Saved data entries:
━━━━━━

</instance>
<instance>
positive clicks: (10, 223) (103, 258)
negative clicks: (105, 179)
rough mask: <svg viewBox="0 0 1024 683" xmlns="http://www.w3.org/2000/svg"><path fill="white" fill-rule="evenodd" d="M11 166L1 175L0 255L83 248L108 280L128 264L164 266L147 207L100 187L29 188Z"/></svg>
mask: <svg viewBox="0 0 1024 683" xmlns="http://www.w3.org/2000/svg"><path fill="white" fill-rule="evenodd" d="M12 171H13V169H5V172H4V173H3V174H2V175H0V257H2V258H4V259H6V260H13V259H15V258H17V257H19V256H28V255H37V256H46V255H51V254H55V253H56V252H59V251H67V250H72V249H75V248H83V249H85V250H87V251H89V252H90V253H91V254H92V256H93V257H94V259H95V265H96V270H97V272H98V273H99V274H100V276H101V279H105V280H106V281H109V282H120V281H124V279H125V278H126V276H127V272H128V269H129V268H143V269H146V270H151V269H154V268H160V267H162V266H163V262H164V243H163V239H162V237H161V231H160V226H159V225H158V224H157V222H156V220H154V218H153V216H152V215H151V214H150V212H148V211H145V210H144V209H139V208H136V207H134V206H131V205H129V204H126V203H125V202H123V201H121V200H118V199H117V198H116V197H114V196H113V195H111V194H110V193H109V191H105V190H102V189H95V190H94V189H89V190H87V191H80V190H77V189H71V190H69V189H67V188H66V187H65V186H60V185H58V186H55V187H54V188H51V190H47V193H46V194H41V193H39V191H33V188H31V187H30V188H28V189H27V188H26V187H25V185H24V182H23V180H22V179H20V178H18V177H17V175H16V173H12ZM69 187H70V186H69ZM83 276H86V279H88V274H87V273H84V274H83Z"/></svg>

━━━━━━

_WORK TASK:_ A verbatim transcription is required of the lines from the one with "negative clicks: (105, 179)" through the final line of the entries above, and of nothing else.

_OUTPUT FOR THIS EXERCISE:_
negative clicks: (105, 179)
rough mask: <svg viewBox="0 0 1024 683" xmlns="http://www.w3.org/2000/svg"><path fill="white" fill-rule="evenodd" d="M11 166L1 175L0 255L83 248L108 280L128 264L164 266L147 207L100 187L29 188Z"/></svg>
mask: <svg viewBox="0 0 1024 683" xmlns="http://www.w3.org/2000/svg"><path fill="white" fill-rule="evenodd" d="M12 171H13V169H5V172H4V173H3V174H2V175H0V257H2V258H4V259H6V260H13V259H15V258H17V257H19V256H28V255H37V256H46V255H51V254H55V253H56V252H59V251H67V250H72V249H75V248H83V249H85V250H87V251H89V252H90V253H91V254H92V256H93V257H94V259H95V265H96V270H97V272H98V273H99V274H100V276H101V279H105V280H106V281H109V282H120V281H124V279H125V278H126V276H127V272H128V269H129V268H143V269H146V270H151V269H154V268H160V267H162V266H163V262H164V243H163V239H162V237H161V231H160V226H159V225H158V224H157V222H156V220H154V218H153V216H152V215H151V214H150V212H148V211H145V210H144V209H139V208H136V207H134V206H131V205H129V204H126V203H125V202H123V201H121V200H118V199H117V198H116V197H114V196H113V195H111V194H110V193H109V191H105V190H102V189H95V190H94V189H89V190H87V191H80V190H77V189H71V190H69V189H67V188H66V187H65V186H60V185H58V186H55V187H54V188H51V190H47V193H46V194H41V193H39V191H33V188H31V187H30V188H28V189H27V188H26V187H25V185H24V182H23V180H22V179H20V178H18V177H17V175H16V173H12ZM69 187H70V186H69ZM83 276H86V279H88V274H87V273H84V274H83Z"/></svg>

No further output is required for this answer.